- [WORK REQUIRED]:
Lay out every line of the entries below as a Markdown table with the columns Row and Line, where Row gives the number and Line holds the text, and skip blank lines. Leave the pictures out of the table.

- [TASK MATERIAL]:
= = = =
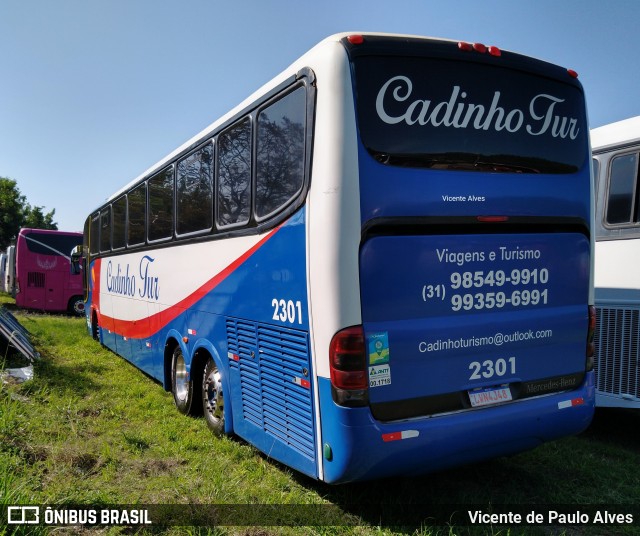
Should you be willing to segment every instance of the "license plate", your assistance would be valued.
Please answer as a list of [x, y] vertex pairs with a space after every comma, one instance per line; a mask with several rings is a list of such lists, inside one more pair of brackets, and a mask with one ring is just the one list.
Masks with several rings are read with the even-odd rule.
[[500, 385], [498, 387], [485, 387], [483, 389], [474, 389], [469, 391], [469, 400], [474, 408], [480, 406], [491, 406], [502, 402], [513, 400], [511, 389], [508, 385]]

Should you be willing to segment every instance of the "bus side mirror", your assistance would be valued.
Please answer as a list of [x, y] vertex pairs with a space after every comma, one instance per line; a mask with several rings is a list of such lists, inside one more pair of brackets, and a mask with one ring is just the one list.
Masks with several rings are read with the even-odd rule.
[[71, 273], [78, 275], [82, 272], [82, 246], [76, 246], [71, 250]]

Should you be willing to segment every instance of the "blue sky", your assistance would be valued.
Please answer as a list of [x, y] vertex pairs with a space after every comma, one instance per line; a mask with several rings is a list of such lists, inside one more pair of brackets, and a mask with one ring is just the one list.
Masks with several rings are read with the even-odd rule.
[[593, 128], [640, 115], [638, 21], [637, 0], [0, 0], [0, 176], [82, 230], [342, 31], [483, 42], [574, 69]]

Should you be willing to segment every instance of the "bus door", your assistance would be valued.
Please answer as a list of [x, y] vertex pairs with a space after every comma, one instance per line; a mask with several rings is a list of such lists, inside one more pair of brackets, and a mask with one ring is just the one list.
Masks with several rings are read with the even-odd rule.
[[416, 44], [378, 56], [386, 46], [351, 50], [374, 416], [579, 387], [591, 277], [579, 83], [563, 69], [527, 73], [524, 60], [512, 69], [513, 54], [457, 61], [456, 44]]

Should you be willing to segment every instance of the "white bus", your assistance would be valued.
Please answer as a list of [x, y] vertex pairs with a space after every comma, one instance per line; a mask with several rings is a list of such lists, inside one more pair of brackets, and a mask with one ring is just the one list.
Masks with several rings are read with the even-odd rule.
[[102, 344], [329, 483], [590, 423], [593, 182], [567, 68], [330, 37], [88, 213]]
[[640, 116], [591, 131], [596, 405], [640, 408]]

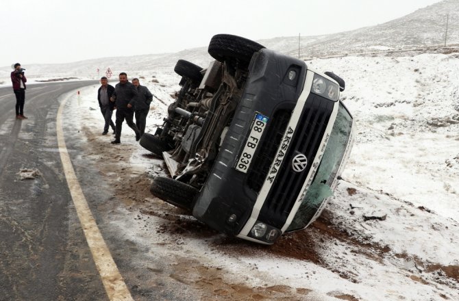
= = = =
- [FINISHED TASK]:
| Row | Line |
|---|---|
| 1 | Should you be willing to segment every instance of the "license plate", your assistance would be valued. |
| 2 | Please answer as a list of [x, y] vertex pairs with a space after every comma, one instance per line; a mask with several rings is a list of such lists, inside one more pair of brackets, and a mask with one ring is just the one list. |
| 3 | Masks with several rings are read with the even-odd rule. |
| 4 | [[500, 385], [498, 387], [485, 387], [483, 389], [474, 389], [469, 391], [469, 400], [474, 408], [480, 406], [491, 406], [502, 402], [513, 400], [511, 389], [508, 385]] |
| 5 | Should you be willing to segment every instance of the "bus side mirror", your assistance would be valued. |
| 6 | Please answer as a list of [x, y] vertex pairs with a space after every comma, one instance per line; a mask with several rings is a list of such lists, inside one more pair of brackets, and a mask with one ring is just the one list. |
| 7 | Masks with several rings are read with the even-odd rule. |
| 8 | [[71, 273], [78, 275], [82, 272], [82, 246], [76, 246], [71, 250]] |
| 9 | Should you be willing to segment every instance of the "blue sky", your assistance would be valued. |
| 10 | Please answer as a list of [x, y] vertex pairs with a space after every comma, one instance per line; a mask with several rings is a list of such lists, inside one more pair of brackets, and a mask with one ring is just the one list. |
| 11 | Masks with several rings are read with the even-odd rule. |
| 12 | [[593, 128], [640, 115], [638, 21], [637, 0], [0, 0], [0, 176], [82, 230], [342, 31], [483, 42], [574, 69]] |
| 13 | Should you be willing to segment every instance of the "bus door", your assistance would be valued. |
| 14 | Please answer as a list of [x, y] vertex pairs with a space after every comma, one instance per line; a mask with several rings is a list of such lists, inside one more pair of brackets, and a mask with one ring is just the one list. |
| 15 | Masks with several rings are read with the even-odd rule. |
| 16 | [[416, 44], [378, 56], [386, 46], [351, 50], [374, 416], [579, 387], [591, 277], [579, 83], [563, 69], [527, 73], [524, 60], [512, 69], [513, 54], [457, 61], [456, 44]] |
| 17 | Should you be willing to segment every instance of the "white bus", your assistance would be valued. |
| 18 | Please answer as a list of [x, y] vertex pairs with a space after every comma, one instance per line; a mask with several rings is a list of such lists, inside one more pair of brackets, and a mask with one ring is just the one list. |
| 19 | Masks with several rings are read with the even-odd rule. |
| 20 | [[102, 344], [329, 483], [590, 423], [593, 182], [567, 68], [330, 37], [88, 213]] |
| 21 | [[640, 116], [591, 131], [596, 405], [640, 408]] |